_Material to process:_

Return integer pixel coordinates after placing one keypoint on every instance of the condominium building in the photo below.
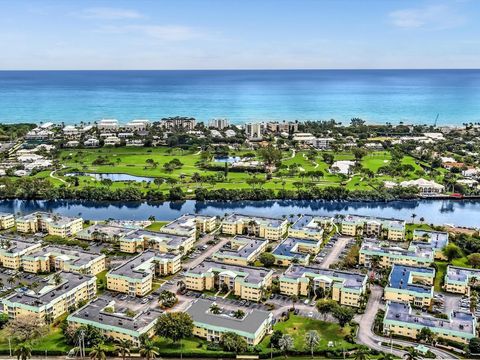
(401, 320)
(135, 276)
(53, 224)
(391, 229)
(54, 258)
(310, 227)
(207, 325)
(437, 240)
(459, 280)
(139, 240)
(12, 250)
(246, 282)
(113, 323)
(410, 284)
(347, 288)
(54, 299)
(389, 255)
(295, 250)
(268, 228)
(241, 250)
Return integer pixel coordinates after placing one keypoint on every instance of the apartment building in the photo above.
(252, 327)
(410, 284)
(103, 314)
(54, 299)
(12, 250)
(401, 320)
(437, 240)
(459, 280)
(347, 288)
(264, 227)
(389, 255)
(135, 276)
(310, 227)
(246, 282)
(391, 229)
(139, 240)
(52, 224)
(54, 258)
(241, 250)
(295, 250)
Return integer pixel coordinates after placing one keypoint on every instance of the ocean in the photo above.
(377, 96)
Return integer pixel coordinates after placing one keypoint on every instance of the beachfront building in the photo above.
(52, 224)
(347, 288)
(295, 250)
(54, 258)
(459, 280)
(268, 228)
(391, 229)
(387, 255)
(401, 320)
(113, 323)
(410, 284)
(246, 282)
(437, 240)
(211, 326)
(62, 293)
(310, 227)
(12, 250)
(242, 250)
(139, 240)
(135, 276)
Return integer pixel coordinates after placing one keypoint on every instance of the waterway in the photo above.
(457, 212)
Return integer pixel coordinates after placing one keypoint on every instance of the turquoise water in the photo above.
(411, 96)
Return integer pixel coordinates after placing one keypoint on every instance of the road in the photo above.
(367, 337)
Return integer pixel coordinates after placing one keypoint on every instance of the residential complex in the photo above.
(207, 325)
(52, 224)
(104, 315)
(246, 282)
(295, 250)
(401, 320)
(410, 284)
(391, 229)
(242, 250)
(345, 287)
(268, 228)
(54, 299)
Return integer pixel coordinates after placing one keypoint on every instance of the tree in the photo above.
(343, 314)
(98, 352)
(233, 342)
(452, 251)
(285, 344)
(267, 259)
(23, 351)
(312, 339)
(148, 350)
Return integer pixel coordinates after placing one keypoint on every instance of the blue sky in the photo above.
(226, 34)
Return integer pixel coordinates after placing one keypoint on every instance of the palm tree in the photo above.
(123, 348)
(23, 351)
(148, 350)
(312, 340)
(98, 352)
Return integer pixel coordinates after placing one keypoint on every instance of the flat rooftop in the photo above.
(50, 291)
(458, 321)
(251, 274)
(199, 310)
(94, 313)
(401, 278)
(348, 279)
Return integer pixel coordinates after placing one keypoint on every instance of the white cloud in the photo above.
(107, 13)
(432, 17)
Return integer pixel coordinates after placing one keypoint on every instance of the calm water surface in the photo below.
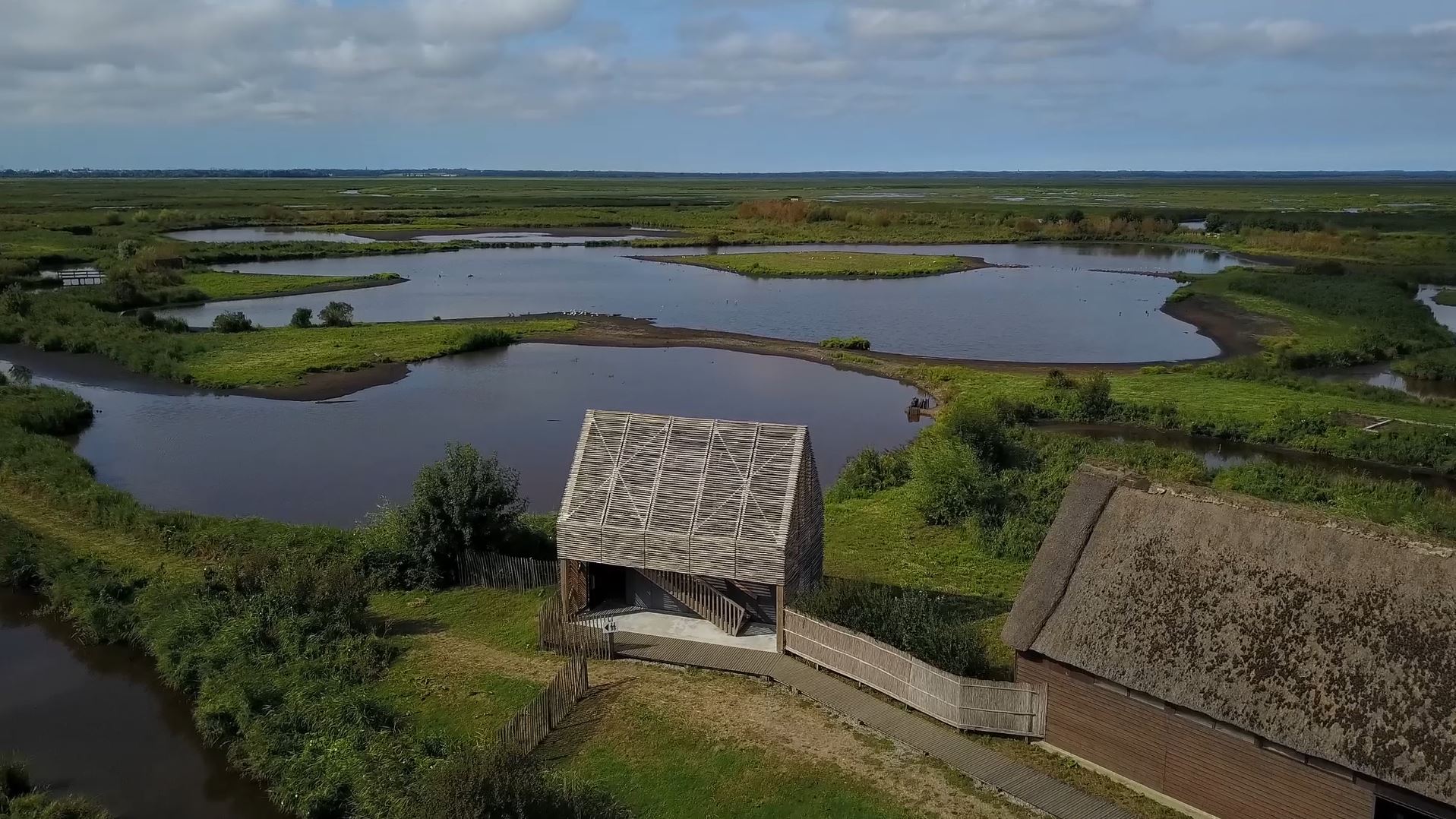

...

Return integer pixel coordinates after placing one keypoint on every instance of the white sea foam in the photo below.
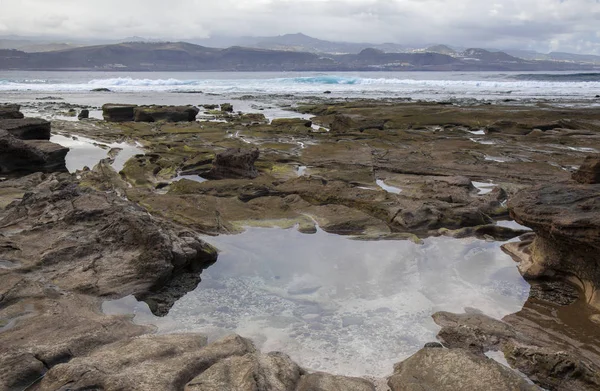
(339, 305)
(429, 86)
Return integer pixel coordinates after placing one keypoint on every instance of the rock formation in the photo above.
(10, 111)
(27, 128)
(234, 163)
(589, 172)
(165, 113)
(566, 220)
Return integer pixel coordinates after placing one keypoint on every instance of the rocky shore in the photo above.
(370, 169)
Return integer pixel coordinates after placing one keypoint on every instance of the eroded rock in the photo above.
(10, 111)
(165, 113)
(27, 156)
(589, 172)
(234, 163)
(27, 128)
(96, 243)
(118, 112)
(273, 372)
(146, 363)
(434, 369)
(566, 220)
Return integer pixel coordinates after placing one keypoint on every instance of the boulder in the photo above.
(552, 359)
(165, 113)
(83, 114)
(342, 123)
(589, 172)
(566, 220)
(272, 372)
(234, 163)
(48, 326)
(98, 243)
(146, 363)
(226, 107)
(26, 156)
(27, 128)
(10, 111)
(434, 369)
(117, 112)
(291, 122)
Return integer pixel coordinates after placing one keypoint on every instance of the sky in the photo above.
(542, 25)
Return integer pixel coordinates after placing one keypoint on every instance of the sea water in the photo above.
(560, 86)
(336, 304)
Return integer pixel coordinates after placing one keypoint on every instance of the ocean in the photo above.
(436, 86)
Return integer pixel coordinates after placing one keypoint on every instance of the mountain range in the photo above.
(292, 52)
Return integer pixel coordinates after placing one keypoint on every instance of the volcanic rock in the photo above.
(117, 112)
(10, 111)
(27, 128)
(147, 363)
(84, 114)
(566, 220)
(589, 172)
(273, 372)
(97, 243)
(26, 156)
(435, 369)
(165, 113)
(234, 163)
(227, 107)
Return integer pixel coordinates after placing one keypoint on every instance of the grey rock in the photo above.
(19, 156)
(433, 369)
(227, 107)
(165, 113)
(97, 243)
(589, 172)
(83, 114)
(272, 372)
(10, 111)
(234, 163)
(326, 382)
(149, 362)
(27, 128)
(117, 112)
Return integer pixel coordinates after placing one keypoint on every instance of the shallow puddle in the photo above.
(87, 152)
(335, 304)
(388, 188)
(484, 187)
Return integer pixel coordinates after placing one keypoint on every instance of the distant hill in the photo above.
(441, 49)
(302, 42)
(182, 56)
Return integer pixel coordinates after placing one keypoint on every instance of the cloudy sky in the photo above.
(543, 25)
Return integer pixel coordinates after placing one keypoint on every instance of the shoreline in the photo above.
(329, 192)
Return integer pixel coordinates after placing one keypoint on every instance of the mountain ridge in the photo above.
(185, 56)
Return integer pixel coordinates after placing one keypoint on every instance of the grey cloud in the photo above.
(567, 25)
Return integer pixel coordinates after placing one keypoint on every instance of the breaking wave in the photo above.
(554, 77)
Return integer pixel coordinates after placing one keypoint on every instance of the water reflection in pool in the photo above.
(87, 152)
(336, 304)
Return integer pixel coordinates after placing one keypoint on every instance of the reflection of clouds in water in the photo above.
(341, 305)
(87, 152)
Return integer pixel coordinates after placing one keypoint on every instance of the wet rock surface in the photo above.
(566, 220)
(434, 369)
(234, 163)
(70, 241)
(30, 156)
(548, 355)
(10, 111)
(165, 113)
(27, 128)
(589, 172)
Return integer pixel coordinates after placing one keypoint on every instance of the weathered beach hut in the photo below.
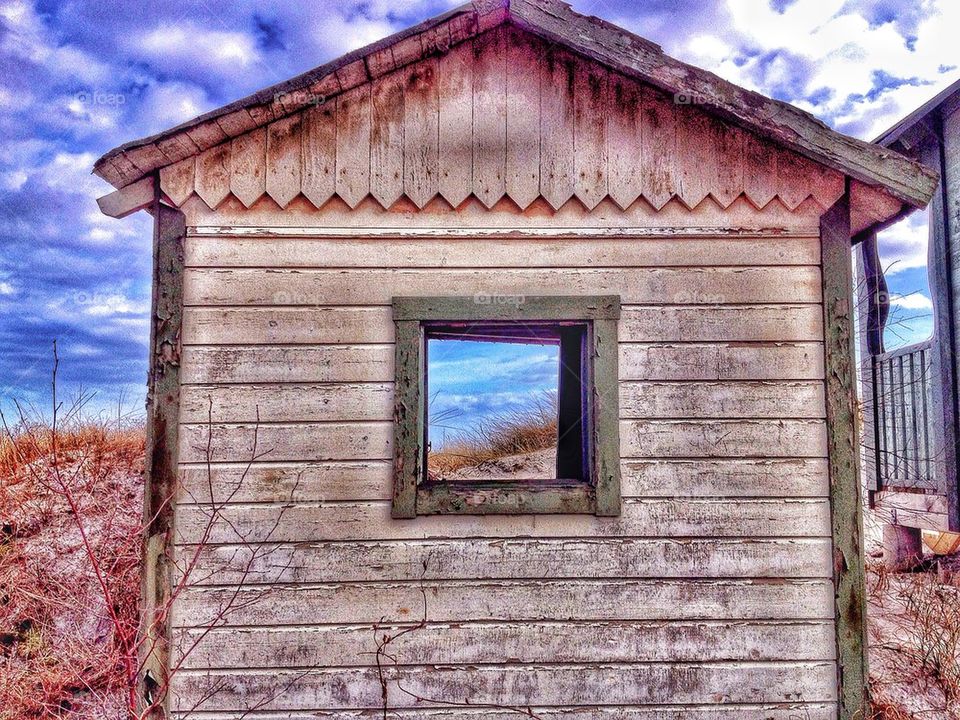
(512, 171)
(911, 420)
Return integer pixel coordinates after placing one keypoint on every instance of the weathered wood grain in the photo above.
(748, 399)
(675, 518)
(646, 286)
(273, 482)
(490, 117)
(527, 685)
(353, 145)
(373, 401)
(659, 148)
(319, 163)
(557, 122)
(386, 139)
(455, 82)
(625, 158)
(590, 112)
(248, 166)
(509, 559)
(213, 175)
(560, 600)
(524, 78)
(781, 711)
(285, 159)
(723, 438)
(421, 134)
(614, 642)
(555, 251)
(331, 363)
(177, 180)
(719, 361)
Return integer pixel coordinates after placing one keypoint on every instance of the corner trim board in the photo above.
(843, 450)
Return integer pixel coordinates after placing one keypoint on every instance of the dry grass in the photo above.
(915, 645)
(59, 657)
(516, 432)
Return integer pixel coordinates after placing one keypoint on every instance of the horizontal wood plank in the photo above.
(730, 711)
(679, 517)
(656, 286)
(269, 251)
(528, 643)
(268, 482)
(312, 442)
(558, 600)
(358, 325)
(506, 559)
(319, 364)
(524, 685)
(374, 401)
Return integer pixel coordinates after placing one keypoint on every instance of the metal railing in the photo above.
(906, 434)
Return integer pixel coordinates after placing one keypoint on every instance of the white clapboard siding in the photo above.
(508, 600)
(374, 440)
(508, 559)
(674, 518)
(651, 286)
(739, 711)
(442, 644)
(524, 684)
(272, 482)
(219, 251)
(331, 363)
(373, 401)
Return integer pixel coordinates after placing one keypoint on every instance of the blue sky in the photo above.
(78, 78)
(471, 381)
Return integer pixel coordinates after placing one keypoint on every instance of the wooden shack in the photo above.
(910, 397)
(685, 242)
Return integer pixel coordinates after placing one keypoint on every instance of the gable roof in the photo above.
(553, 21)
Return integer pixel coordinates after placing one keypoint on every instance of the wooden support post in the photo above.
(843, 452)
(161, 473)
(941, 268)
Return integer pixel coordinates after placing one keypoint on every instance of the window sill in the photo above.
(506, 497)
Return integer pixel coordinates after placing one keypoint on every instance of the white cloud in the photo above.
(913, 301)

_Short exercise:_
Report every line above that contains the string "weathered", copying each one in full. Matches are case-sensitive.

_Result of this task:_
Return integer pixel coordinates after placing one keypoint on every instance of the weathered beach hut in the photo below.
Return integer pixel coordinates after placing one keypoint on every instance of the weathered wood grain in the photo above.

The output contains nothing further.